Written request. Repeat the SPLC excerpt word for word, from "At the time, the" up to and including "its workplace culture.".

Excerpt provided.
In a refreshingly frank column for the Washington Post, Tharpe talks about the open secret of what went on behind the closed doors of SPLC's Poverty Palace. "To those of us familiar with the SPLC and its inner workings, the allegations swirling around the latest drama were familiar. The question isn't what went wrong at the SPLC; it is why it took so long for the rest of the country to learn what local reporters already knew. It will probably take a federal investigation to fully unravel this deep-South mystery and provide a credible, long-term fix."

Tharpe thinks back on his time at the Advertiser more than two decades ago. Just a block from SPLC headquarters, he was the first to sense something about the organization was horribly wrong. He was so sure of it that he started to push for the group to be investigated, especially, he writes, "after ongoing complaints from former SPLC staffers, who came and went with regularity but always seemed to tell the same story. Only the names and faces changed. The SPLC, they said, was not what it appeared to be. Many urged the newspaper to take a look."

At the time, the Advertiser was in good stead with the SPLC. Like other media outlets, Tharpe writes, "we generally parroted SPLC press releases. We also became friends with SPLC staffers, occasionally attending the center's parties. Some of my reporters dated staffers at the center." That all changed suddenly, when the newspaper started digging deeper into the group's shady finances and its workplace culture.

Despite legal threats and a refusal to cooperate, the Advertiser wrote the first scathing exposé into the SPLC's "questionable practices." The group's leadership went on the attack, insisting the series (which was a finalist for the 1995 Pulitzer Prize) wasn't true. Now, 25 years later, Tharpe shakes his head, the problems still haven't been resolved. It's time, he argues, for a full and complete investigation -- especially into the SPLC's finances. "It should look at what the center has told donors in its mail solicitations over the years. And it should take a close look at how that donor money has been spent. Investigators should also look at how SPLC staffers have been treated over the years. Where was the center's board when this mistreatment was going on? And why did no one step up sooner?"

In the meantime, at least one of the tech giants is making the wise (and overdue) decision to back away from the radioactive organization. In a statement to the Daily Caller, a source inside Twitter confirmed that "The SPLC is not a member of Twitter's Trust and Safety Council or a partner the company has worked with recently." As recently as last year, the social media company listed the group as one of "safety partners" helping the platform police "hate." Although Google and Amazon haven't followed suit, you can bet that the more people uncover about SPLC, the faster the clock is ticking.

[Bounding box annotation entries]
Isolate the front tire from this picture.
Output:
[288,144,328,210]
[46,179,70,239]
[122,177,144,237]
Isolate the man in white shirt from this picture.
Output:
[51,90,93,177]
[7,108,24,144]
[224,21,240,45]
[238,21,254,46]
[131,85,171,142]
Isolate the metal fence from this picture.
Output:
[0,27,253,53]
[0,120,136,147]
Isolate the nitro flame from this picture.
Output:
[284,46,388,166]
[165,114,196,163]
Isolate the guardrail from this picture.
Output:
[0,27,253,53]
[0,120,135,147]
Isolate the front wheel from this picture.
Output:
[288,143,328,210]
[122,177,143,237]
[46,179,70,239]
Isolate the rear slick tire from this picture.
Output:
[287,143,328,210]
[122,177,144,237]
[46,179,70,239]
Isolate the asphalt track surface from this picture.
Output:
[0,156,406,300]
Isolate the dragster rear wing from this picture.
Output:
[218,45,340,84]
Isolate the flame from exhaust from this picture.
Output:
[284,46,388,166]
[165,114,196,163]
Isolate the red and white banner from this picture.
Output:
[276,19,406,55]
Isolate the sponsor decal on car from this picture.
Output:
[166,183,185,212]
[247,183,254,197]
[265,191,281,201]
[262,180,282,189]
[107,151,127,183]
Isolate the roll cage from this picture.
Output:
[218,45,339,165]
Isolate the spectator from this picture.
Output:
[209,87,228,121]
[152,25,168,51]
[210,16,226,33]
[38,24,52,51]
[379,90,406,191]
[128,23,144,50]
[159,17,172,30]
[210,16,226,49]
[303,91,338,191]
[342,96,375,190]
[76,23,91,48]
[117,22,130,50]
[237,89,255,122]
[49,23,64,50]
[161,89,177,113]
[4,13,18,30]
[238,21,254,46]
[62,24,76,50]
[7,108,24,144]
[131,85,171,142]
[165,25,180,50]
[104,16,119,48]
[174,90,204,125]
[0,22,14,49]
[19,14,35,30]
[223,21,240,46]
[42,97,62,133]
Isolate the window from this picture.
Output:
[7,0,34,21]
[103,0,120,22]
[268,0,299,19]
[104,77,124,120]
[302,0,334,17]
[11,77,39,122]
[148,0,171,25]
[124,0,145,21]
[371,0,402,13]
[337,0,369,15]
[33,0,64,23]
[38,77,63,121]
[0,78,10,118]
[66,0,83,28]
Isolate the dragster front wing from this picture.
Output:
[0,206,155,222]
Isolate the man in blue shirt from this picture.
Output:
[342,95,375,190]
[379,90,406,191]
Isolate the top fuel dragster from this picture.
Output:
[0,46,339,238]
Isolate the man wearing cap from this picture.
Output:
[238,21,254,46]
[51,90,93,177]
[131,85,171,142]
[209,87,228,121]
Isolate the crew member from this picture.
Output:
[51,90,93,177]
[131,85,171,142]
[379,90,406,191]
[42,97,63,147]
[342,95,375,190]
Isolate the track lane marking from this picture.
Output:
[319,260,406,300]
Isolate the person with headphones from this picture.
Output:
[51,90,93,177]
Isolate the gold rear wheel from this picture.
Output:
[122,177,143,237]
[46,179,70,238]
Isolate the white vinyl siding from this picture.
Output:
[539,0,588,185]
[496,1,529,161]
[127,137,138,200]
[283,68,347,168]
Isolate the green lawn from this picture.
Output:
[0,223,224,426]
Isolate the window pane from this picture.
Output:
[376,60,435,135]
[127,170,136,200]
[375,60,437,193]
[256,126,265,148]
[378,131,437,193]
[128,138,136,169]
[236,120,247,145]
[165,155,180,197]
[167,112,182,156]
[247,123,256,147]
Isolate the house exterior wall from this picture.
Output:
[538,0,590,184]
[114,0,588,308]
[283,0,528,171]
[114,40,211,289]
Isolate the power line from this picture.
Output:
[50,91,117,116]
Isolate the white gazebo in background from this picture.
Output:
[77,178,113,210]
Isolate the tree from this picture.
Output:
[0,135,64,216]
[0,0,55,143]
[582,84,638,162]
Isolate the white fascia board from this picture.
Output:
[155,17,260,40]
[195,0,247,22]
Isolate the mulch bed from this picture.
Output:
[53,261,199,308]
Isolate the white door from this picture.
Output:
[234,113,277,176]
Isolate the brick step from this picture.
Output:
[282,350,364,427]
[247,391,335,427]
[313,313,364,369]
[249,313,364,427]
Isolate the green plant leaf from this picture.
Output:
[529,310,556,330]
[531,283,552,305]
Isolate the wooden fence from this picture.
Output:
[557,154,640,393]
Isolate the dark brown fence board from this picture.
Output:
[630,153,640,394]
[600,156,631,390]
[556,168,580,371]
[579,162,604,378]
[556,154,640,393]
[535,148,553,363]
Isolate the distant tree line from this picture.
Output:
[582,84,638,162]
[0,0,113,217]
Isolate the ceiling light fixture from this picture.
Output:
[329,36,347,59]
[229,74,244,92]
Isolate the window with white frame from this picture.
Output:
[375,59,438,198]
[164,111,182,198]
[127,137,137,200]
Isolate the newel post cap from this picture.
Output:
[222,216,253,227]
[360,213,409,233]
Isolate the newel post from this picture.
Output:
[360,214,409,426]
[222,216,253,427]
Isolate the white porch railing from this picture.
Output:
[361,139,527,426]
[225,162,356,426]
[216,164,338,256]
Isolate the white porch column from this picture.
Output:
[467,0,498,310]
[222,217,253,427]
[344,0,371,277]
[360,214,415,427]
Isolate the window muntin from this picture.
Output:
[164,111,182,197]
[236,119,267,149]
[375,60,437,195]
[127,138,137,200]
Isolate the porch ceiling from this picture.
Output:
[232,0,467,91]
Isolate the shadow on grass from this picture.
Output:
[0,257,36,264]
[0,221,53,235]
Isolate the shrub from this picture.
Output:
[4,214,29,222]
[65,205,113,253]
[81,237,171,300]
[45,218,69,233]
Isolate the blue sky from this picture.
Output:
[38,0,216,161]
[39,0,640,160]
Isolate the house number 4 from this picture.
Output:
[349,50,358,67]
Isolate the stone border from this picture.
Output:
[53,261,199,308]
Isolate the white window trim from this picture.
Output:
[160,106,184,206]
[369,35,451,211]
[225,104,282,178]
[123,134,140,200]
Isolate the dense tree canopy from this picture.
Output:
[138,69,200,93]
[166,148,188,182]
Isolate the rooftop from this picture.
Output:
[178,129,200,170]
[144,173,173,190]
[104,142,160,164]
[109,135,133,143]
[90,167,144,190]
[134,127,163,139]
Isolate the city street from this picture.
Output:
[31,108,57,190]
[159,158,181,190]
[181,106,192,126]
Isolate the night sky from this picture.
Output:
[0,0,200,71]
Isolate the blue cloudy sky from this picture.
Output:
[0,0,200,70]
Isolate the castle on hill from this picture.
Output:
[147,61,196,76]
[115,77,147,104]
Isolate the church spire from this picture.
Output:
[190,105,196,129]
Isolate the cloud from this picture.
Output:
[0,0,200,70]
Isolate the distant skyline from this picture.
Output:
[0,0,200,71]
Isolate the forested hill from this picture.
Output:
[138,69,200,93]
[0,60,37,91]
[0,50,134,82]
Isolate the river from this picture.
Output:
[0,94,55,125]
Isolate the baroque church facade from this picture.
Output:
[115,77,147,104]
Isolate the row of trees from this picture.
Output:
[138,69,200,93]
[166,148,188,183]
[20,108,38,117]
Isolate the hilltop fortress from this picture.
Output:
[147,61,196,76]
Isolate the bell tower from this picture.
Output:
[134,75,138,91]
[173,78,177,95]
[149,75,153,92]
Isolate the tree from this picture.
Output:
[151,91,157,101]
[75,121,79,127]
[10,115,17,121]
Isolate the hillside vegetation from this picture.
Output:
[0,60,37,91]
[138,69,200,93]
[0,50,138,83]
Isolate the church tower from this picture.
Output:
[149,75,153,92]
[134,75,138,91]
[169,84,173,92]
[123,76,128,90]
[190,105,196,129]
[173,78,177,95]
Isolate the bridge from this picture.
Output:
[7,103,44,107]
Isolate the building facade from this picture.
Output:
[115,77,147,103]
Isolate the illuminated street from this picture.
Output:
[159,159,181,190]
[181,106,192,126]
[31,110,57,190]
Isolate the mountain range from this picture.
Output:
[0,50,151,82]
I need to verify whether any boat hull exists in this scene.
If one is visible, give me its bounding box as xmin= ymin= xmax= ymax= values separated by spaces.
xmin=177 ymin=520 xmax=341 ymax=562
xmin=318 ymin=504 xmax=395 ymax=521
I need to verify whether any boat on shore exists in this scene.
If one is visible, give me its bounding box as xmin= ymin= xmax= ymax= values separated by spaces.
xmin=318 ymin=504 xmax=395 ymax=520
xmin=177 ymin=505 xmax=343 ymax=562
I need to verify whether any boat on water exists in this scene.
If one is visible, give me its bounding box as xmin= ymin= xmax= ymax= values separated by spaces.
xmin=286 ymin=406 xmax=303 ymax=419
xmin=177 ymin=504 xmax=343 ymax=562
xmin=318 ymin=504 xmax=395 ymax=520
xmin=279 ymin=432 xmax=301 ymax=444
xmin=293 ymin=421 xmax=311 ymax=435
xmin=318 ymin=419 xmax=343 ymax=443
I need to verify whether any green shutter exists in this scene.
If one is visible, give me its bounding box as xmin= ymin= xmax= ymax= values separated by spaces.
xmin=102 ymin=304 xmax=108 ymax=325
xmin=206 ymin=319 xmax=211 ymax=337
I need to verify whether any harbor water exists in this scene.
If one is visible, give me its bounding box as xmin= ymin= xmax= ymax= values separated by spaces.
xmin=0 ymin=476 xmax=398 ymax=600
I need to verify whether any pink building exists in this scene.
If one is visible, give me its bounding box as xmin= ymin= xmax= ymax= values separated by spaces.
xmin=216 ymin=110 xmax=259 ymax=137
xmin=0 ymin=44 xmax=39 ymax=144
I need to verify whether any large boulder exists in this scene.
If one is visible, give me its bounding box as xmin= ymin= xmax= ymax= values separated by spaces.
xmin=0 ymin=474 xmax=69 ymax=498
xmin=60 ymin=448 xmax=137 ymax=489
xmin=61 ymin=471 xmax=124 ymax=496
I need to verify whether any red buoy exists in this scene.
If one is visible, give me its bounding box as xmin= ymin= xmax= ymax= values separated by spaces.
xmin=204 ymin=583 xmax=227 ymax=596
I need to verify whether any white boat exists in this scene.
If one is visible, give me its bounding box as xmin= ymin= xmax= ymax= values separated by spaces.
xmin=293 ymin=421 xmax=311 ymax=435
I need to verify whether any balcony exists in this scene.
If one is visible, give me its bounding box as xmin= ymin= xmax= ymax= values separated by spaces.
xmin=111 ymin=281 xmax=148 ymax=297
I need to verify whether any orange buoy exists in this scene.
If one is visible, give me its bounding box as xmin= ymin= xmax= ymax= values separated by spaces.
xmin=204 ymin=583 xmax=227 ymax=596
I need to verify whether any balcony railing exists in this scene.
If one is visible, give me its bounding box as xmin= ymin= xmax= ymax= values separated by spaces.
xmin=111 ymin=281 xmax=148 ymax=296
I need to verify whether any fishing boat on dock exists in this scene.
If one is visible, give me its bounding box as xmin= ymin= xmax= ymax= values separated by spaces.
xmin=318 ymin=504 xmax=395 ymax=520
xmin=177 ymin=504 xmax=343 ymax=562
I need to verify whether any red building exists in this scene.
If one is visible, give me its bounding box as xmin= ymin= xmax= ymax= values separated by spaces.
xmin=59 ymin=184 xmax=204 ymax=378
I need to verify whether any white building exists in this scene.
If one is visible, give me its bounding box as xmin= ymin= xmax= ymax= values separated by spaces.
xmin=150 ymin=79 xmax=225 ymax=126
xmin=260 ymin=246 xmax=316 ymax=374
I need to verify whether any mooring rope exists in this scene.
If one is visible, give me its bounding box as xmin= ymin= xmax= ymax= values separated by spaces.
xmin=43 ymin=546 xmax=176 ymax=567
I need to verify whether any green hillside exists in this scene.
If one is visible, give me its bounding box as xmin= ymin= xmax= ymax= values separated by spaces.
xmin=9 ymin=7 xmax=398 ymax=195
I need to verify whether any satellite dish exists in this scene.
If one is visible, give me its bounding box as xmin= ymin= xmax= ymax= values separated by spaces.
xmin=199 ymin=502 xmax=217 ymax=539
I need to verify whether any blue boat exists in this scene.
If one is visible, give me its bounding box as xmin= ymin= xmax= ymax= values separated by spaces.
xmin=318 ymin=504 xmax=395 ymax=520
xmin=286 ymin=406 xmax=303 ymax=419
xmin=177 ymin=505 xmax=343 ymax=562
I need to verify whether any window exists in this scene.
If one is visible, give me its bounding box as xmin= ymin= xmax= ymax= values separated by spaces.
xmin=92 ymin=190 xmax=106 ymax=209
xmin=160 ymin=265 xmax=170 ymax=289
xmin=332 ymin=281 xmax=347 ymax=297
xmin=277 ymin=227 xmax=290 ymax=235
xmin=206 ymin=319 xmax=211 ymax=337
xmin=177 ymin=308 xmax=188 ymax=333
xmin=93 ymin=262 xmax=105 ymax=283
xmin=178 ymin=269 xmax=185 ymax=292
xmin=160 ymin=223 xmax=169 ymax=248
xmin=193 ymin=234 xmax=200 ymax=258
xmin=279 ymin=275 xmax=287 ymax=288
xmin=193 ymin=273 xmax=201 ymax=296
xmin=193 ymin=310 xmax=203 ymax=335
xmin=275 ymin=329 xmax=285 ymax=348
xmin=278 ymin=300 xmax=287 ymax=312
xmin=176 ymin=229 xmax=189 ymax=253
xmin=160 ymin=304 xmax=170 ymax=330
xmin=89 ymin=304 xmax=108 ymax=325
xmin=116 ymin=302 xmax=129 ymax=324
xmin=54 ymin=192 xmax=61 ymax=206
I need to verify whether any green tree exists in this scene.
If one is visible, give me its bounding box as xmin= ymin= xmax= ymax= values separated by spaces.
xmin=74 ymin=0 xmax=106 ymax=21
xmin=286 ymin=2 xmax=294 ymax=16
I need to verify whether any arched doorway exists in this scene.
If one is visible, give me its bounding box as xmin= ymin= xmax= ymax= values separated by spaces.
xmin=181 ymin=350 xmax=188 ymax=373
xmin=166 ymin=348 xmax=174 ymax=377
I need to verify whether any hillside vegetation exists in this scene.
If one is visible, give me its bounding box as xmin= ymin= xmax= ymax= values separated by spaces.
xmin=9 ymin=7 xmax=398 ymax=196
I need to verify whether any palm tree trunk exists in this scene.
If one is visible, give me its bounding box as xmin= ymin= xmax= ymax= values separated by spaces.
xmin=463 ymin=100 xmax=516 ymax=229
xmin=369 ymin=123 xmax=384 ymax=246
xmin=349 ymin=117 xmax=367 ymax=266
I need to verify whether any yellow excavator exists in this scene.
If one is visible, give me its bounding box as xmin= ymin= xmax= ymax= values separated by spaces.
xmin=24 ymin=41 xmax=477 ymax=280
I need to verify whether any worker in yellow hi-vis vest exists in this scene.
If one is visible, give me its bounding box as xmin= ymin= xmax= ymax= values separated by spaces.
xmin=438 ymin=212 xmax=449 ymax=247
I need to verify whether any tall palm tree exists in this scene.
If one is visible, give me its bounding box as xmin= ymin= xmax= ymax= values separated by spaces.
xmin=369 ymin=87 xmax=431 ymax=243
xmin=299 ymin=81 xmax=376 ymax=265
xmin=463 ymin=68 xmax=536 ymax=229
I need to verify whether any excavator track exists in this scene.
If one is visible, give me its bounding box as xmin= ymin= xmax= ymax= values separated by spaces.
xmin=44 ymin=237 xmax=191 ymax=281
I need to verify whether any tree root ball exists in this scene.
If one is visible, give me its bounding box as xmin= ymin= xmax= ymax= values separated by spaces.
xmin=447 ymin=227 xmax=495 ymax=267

Reply to the exercise.
At the time, the Advertiser was in good stead with the SPLC. Like other media outlets, Tharpe writes, "we generally parroted SPLC press releases. We also became friends with SPLC staffers, occasionally attending the center's parties. Some of my reporters dated staffers at the center." That all changed suddenly, when the newspaper started digging deeper into the group's shady finances and its workplace culture.